Exercise
Repeat all of the entries, please, keeping each line exact.

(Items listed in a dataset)
= = =

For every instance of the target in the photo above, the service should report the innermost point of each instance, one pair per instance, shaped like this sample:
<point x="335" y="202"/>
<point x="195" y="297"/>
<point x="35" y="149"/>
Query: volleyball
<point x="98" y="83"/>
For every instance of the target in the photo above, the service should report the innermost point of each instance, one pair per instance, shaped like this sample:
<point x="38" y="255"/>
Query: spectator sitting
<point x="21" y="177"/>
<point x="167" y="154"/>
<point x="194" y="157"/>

= = =

Task response
For every instance of the target in the photo above, the service should report the innermost point of each instance, one pair per instance, shaped like this sample:
<point x="335" y="202"/>
<point x="195" y="297"/>
<point x="35" y="149"/>
Query: volleyball
<point x="98" y="83"/>
For every instance of the target in the photo above, the service should report the innermost point of each instance, one pair per instance, shaped like this sample:
<point x="38" y="255"/>
Query: spectator sitting
<point x="21" y="177"/>
<point x="167" y="154"/>
<point x="194" y="157"/>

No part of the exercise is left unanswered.